** Begin **

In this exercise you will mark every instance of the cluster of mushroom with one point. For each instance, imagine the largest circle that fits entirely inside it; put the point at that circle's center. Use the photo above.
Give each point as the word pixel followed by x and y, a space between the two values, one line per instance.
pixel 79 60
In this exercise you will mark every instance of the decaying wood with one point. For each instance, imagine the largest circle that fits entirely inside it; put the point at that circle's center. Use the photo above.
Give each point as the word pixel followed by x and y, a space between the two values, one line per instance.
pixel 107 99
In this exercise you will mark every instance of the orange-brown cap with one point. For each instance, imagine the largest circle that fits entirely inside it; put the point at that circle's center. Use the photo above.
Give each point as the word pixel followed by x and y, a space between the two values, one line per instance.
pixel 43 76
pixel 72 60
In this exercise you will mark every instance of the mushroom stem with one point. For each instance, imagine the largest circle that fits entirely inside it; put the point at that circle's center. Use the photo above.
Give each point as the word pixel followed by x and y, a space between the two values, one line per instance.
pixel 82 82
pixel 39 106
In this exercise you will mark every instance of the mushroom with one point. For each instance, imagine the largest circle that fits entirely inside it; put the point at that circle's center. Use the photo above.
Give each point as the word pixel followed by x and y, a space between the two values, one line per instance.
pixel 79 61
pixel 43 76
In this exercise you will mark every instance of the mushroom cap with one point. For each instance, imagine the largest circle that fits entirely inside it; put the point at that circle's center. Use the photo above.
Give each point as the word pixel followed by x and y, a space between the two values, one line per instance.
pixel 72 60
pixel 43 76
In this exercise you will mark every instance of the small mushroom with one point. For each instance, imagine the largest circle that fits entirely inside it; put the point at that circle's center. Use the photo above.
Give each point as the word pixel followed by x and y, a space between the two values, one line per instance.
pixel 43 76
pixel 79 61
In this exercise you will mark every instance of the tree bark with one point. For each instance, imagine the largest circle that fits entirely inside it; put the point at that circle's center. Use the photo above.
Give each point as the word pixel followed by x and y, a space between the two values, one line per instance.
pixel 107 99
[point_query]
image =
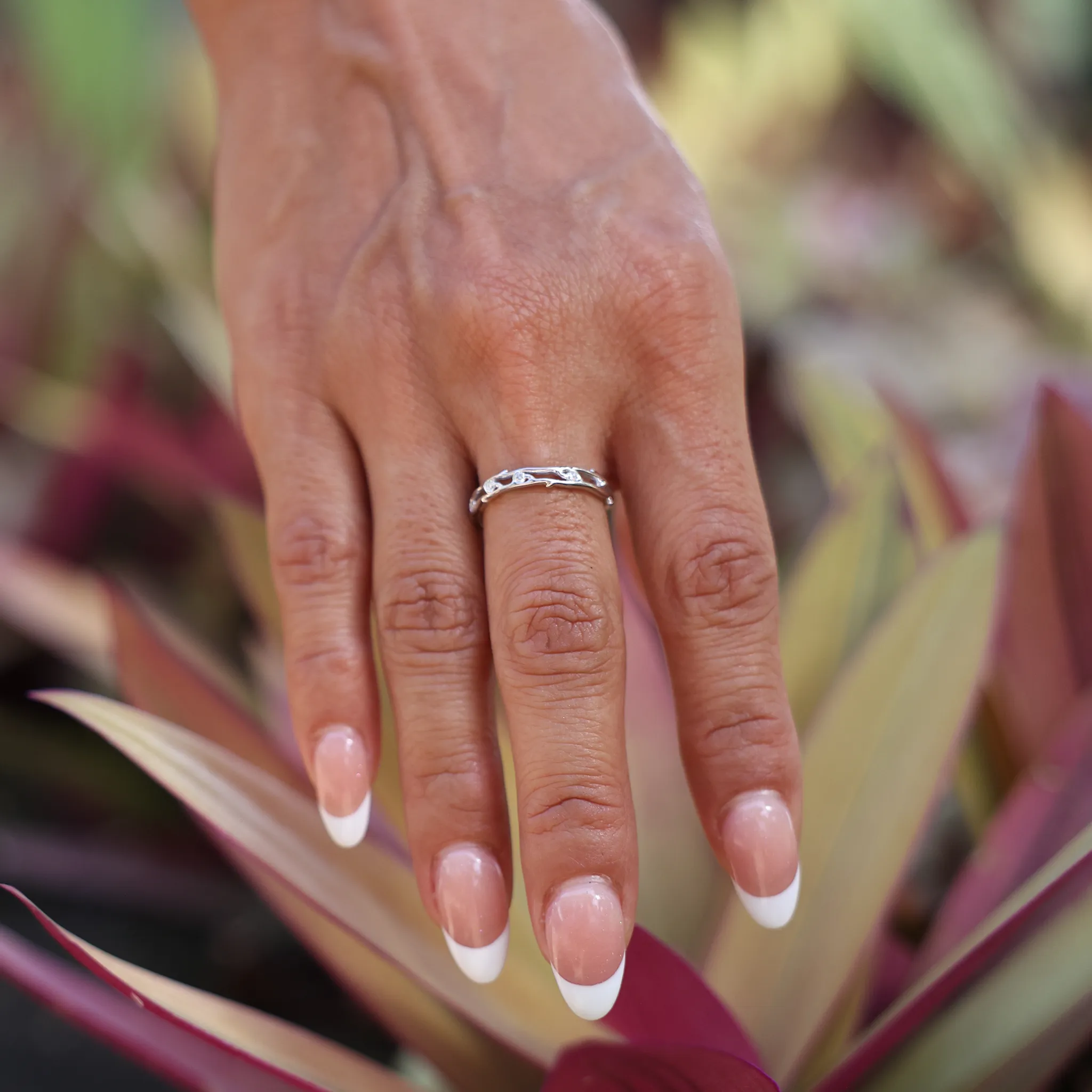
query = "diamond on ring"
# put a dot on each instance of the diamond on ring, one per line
(572, 478)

** End **

GOAL:
Rewrite all of the material above, replacing "one line per instance" with "a separate line for each instance" everywhere and changing nothing else. Leave the pictures out of your answer.

RIGHT ANSWER:
In this exercise you will mark every instance of the cluster of mushroom with one point. For each instance, imagine the largest circle that fits entirely inside it; put the point at that circle's center. Use the photo above.
Give each point as the word pixel followed by x and y, a space between the two values, a separate line for each instance.
pixel 79 60
In this exercise you will mark every instance of the decaying wood with one point. For each instance, imagine the largest circle that fits entirely inside it; put the point at that circle's center. Use the photo above.
Give each point as the word pixel followed by x and y, a space between the two values, a separate line for each instance.
pixel 107 99
In this exercise you will mark every instance of the orange-brown cap with one point. For each instance, imagine the largest circle that fits entirely inside it; put the point at that circle's center. Use the photo above.
Give each point as the word pixel followed by x and y, a space between the two values, a separate line for each instance.
pixel 43 76
pixel 72 60
In this exercise you will mark every instance of the mushroom stem with one point. For each instance, imagine the largest circle that fits entirely inside it; put the point at that circle's center. Use the photo above.
Give each point as the word pixel followed by x and y, a space between the two values, a separate line for each instance.
pixel 82 82
pixel 39 106
In this exercise you will mark every instance of the mushroom with one point. For each instance, imagine the largest circle that fits entirely inside it; put the point at that circle's center. Use the photo above.
Give each point as the word pixel followed by x and y, a space between the two values, a separate line for each instance.
pixel 79 61
pixel 43 76
In this exercise you will mark every instance of the mushroom cap with one point. For each instance, imagine the largest circle that fits entirely inside it; put the point at that circle's center. Use the photo above.
Give each point as the word pixel followed by x and y, a space between the two values, a separate line for each instance.
pixel 72 60
pixel 43 76
In this exercise you will mark every instance of the small mushroom with one point. For each instance, imagine the largest circle that fits entirely inside it; put the point at that circle's center. Use the photo above.
Give each point as the word pixel followed by x and y, a space between the two values, a separate line for each instance.
pixel 43 76
pixel 79 61
In this exercise you will mark every instance of the tree bark with one point. For each instance, imagine the largest circle that fits entirely inside it; put the point at that circle's center. Use the photo above.
Give each point as the word pixel followed by x and y, a space between the two values, a separate line for each instance.
pixel 107 99
[point_query]
image =
query = "diamond on ring"
# put a dot on each instance of the diamond on ring, one per line
(572, 478)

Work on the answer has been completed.